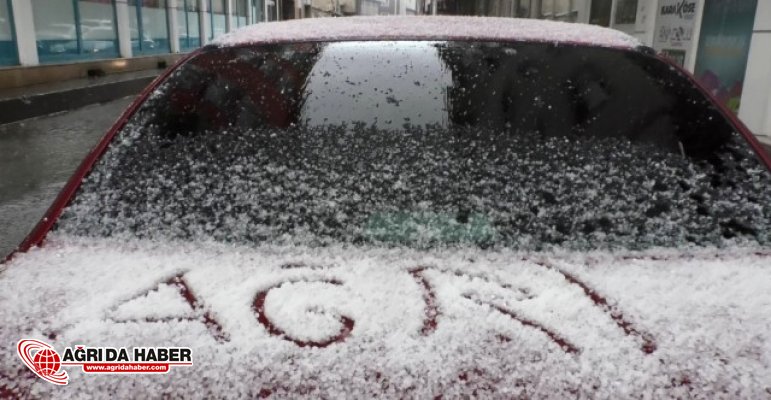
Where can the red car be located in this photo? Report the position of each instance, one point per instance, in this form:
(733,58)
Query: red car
(404,207)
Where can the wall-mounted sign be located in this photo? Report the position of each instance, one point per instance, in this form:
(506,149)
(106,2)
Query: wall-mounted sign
(724,43)
(675,20)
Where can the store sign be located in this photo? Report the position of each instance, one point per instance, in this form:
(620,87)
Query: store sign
(675,20)
(724,43)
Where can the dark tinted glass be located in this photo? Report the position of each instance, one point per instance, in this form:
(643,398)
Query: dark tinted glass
(428,143)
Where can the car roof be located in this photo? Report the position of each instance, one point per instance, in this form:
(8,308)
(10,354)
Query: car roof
(427,28)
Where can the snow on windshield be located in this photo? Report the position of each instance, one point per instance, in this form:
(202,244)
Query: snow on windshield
(373,322)
(426,28)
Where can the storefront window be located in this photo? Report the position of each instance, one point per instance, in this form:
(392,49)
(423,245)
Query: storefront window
(600,12)
(217,12)
(149,26)
(68,30)
(240,13)
(187,20)
(257,9)
(8,54)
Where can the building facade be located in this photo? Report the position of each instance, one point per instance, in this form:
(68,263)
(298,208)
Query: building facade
(34,32)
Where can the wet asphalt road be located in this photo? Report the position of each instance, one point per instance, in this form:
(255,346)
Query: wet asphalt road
(37,156)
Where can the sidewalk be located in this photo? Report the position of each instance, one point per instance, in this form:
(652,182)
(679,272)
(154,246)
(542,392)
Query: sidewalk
(33,101)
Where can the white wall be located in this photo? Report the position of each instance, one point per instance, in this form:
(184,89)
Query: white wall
(755,109)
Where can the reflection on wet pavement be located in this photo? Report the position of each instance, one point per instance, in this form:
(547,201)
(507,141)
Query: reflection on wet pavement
(37,156)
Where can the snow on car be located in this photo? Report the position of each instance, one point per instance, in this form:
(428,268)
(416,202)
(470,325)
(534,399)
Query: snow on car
(411,207)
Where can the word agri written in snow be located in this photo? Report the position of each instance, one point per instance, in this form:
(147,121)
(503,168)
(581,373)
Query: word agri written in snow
(42,359)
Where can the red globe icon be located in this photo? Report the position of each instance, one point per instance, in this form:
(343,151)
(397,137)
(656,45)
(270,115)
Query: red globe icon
(47,362)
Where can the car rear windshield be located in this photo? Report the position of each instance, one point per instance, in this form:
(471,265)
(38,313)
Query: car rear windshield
(417,143)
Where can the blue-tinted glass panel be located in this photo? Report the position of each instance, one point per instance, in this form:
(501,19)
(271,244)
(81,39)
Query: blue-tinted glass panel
(8,55)
(66,33)
(57,38)
(218,26)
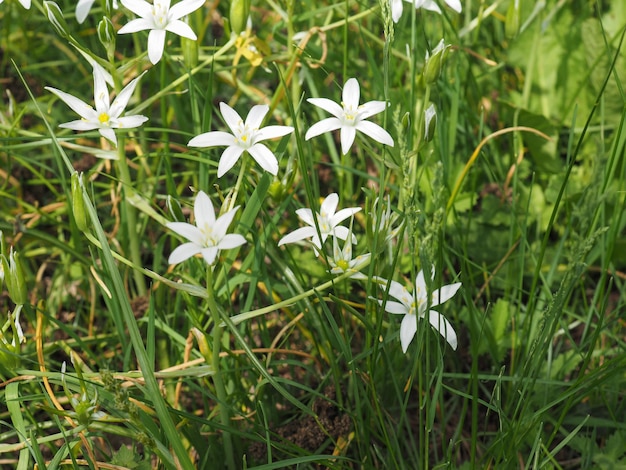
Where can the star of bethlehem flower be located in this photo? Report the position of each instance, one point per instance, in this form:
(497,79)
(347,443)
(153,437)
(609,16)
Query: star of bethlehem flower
(327,220)
(245,136)
(25,3)
(84,6)
(396,6)
(159,18)
(107,116)
(349,117)
(416,305)
(342,261)
(208,236)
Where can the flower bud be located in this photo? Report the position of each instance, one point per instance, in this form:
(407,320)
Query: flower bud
(430,122)
(434,63)
(239,12)
(78,203)
(106,34)
(513,14)
(55,15)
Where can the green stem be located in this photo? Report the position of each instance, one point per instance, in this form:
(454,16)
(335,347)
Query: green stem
(131,216)
(220,390)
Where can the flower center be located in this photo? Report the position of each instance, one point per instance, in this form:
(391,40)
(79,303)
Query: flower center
(104,119)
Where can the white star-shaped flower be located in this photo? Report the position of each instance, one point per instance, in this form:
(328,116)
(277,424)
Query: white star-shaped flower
(342,261)
(244,136)
(25,3)
(396,6)
(107,115)
(327,220)
(84,6)
(416,305)
(208,236)
(350,117)
(159,17)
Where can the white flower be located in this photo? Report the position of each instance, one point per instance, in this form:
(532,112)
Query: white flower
(159,18)
(106,116)
(25,3)
(83,7)
(208,236)
(327,220)
(342,261)
(396,6)
(244,136)
(416,305)
(350,117)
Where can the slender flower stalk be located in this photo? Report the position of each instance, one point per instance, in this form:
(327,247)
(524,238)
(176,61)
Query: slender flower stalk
(327,221)
(416,305)
(208,236)
(244,136)
(107,116)
(350,117)
(159,18)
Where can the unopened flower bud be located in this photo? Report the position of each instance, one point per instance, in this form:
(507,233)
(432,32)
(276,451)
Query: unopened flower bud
(434,63)
(430,122)
(55,15)
(239,12)
(78,203)
(106,34)
(512,23)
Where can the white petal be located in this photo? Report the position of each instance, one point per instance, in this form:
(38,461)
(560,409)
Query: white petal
(325,125)
(375,132)
(329,206)
(272,132)
(371,108)
(351,93)
(443,326)
(348,133)
(256,115)
(228,159)
(298,235)
(136,25)
(183,252)
(130,122)
(188,231)
(444,293)
(408,328)
(265,158)
(78,106)
(209,254)
(327,105)
(203,212)
(138,7)
(184,8)
(213,139)
(156,44)
(182,29)
(82,9)
(223,222)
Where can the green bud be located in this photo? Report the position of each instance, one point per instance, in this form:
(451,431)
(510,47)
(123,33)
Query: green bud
(430,122)
(78,203)
(434,63)
(512,23)
(106,34)
(239,12)
(55,15)
(14,277)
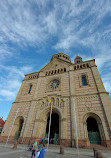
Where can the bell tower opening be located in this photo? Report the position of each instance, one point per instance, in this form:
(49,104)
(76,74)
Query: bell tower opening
(93,131)
(54,129)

################

» **Set problem**: Every entry must be reproduced exactly, with the images left out.

» **Task solution**:
Where can the red car be located in this photo? Report the position of each instance, one point per instance, in this form:
(733,58)
Query: red car
(404,207)
Where can the wall-mounted sign be located in this photo? Report the position of each instance, one point per instance, in this form:
(506,149)
(106,2)
Query: wall-mounted sign
(724,43)
(675,20)
Where can the store sign be located in this photo? Report the position of each instance, one point per instance, in this form:
(620,87)
Query: store sign
(675,20)
(724,43)
Where can the dark tinted glass be located in this photo? Report the position of each instance, one point per instance, in this form:
(643,398)
Query: dark tinted glass
(428,143)
Where can the car roof be located in this photo? Report the position of each instance, one point per instance, in this form:
(8,308)
(10,354)
Query: car roof
(427,28)
Where can the snow on windshield be located in this photo? Report the position of each instance, one point per instance, in this form:
(202,244)
Query: snow on windshield
(373,322)
(426,28)
Where can the storefront window be located in this photo? Report the position of each instance, one point per instance, in this form:
(392,49)
(423,245)
Query: storefront window
(600,12)
(217,12)
(149,26)
(68,30)
(240,13)
(187,20)
(257,9)
(8,54)
Where can the building facade be located in this photo? Report the position of each instance, one point per instance, in this form:
(68,263)
(298,208)
Query: building facade
(34,32)
Where can the wet asphalt road be located in this photo? Report the position of each instance, one point per instance, in this form:
(255,346)
Query: wet asphalt road
(37,156)
Where can the sidewalk be located in this photo? Report the position of each instance, one point per instance, in this form:
(652,182)
(679,272)
(154,246)
(542,392)
Query: sidewalk
(33,101)
Where can the white wall be located in this photo? Report the position of each instance, one point per instance, in this form:
(184,89)
Query: white wall
(755,109)
Where can the reflection on wet pavement be located in this photo? Report the position of each instance, one point per instance, in this form:
(547,201)
(507,141)
Query: reflection on wet pavement
(37,156)
Where can the snow on car be located in this photo? Report the position of each instance, one point per instance, in this form:
(428,268)
(416,202)
(470,325)
(534,399)
Query: snow on car
(411,207)
Where can the word agri written in snow be located in this photo? Report the position of each instance, one point per instance, in this form:
(147,121)
(503,168)
(581,373)
Query: word agri written in snow
(42,359)
Where can the red globe icon be located in this photo? Report the position of each instance, one point per instance, in this form:
(343,151)
(397,137)
(656,45)
(270,115)
Query: red globe icon
(47,362)
Where can the car rear windshield be located in this photo? Report the position of each instance, one point per instance, in this form:
(471,265)
(38,313)
Query: car rear windshield
(417,143)
Where can the blue-tinted glass panel be located in this photo? Report the position of each instance, one point per instance, in this form:
(501,19)
(271,244)
(81,39)
Query: blue-tinted glass panel
(8,55)
(66,33)
(57,38)
(218,26)
Where can the star of bethlehem flower be located in this photo? Report the position of each instance, one point per instance, in this form:
(497,79)
(347,443)
(153,437)
(609,16)
Query: star of bethlehem flower
(327,220)
(245,136)
(25,3)
(84,6)
(396,6)
(159,18)
(107,116)
(349,117)
(416,305)
(342,261)
(208,236)
Where can the flower bud be located in this photo? Report the position of each instance, one point per instance, in this form:
(407,320)
Query: flower bud
(430,122)
(434,63)
(239,12)
(78,203)
(106,34)
(513,14)
(55,15)
Where can the green stem be located in this photo? Report the position of each instance, one point per instance, in this form:
(454,16)
(335,347)
Query: green stem
(131,216)
(220,390)
Where can the flower center be located in this photo? Report the position of each instance, one point per instance, in this form:
(391,40)
(79,303)
Query: flower center
(104,119)
Where can the white star-shaped flower be located in this photo? Report the position of each instance, one point per instance, in this form:
(328,116)
(277,424)
Query: white star-shaped flower
(342,261)
(244,136)
(25,3)
(396,6)
(107,115)
(327,220)
(84,6)
(416,305)
(208,236)
(350,117)
(159,17)
Where can the white flower be located in this photo? Report the position of each instance, one point per instance, in this form:
(532,112)
Query: white flower
(159,18)
(106,116)
(25,3)
(83,7)
(208,236)
(327,220)
(342,261)
(396,6)
(244,136)
(416,305)
(350,117)
Where can the slender flower stalk be located in this photo? Report the position of each instance, one point per instance, in this form:
(327,247)
(524,238)
(176,61)
Query: slender flower stalk
(327,221)
(416,305)
(208,236)
(244,136)
(107,116)
(350,117)
(159,18)
Where can the unopened flower bud be located in this photo? Report the position of each instance, one point per instance, in this form:
(507,233)
(432,32)
(276,451)
Query: unopened flower bud
(434,63)
(430,122)
(55,15)
(239,12)
(78,203)
(106,34)
(512,23)
Where can the white petal be located in this photo? Report the position of each instance, one point per instance, in this form:
(38,461)
(560,409)
Query: white petal
(325,125)
(375,132)
(329,206)
(272,132)
(371,108)
(351,93)
(443,326)
(348,133)
(256,115)
(228,159)
(298,235)
(136,25)
(183,252)
(130,122)
(188,231)
(444,293)
(408,328)
(265,158)
(78,106)
(209,254)
(327,105)
(203,212)
(138,7)
(184,8)
(213,139)
(156,44)
(182,29)
(82,9)
(223,222)
Where can the green bud be located in this photo? Report the position of each instance, one point per instance, in this form:
(451,431)
(510,47)
(123,33)
Query: green bud
(430,122)
(78,203)
(434,63)
(512,23)
(106,34)
(239,12)
(55,15)
(14,277)
Where can the bell tower opening be located in this photo? Report the position of each instance, one point per instance, in this form:
(49,104)
(76,74)
Query: bell tower opening
(93,131)
(54,129)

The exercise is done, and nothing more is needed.